▸ TASK
What lines in the records below contain the string "pink"? Copy every one.

····················

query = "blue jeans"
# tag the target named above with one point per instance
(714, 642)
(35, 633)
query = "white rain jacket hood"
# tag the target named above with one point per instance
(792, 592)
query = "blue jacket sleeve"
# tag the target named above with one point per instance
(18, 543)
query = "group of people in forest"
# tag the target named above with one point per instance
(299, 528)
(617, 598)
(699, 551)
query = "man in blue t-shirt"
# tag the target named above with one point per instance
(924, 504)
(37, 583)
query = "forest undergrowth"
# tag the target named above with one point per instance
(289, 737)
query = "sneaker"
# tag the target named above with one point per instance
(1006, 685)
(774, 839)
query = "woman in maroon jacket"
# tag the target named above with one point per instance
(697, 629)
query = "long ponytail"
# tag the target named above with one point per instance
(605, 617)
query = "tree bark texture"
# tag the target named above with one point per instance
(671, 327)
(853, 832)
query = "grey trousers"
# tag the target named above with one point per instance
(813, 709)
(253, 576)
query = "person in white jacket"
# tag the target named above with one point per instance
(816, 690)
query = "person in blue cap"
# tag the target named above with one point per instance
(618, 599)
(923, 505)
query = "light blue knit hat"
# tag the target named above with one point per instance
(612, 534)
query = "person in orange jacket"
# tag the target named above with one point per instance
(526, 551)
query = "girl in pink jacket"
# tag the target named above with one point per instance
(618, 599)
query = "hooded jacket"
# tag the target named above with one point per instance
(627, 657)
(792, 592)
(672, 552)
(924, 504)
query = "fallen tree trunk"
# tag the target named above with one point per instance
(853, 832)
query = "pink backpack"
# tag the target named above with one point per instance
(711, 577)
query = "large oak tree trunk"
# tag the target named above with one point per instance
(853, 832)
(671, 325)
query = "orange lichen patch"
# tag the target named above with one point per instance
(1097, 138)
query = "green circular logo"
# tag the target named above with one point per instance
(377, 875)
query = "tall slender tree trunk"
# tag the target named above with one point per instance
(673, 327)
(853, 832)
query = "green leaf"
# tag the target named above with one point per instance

····················

▸ YOUR RESPONSE
query = "girl in pink jacket"
query = "pink backpack"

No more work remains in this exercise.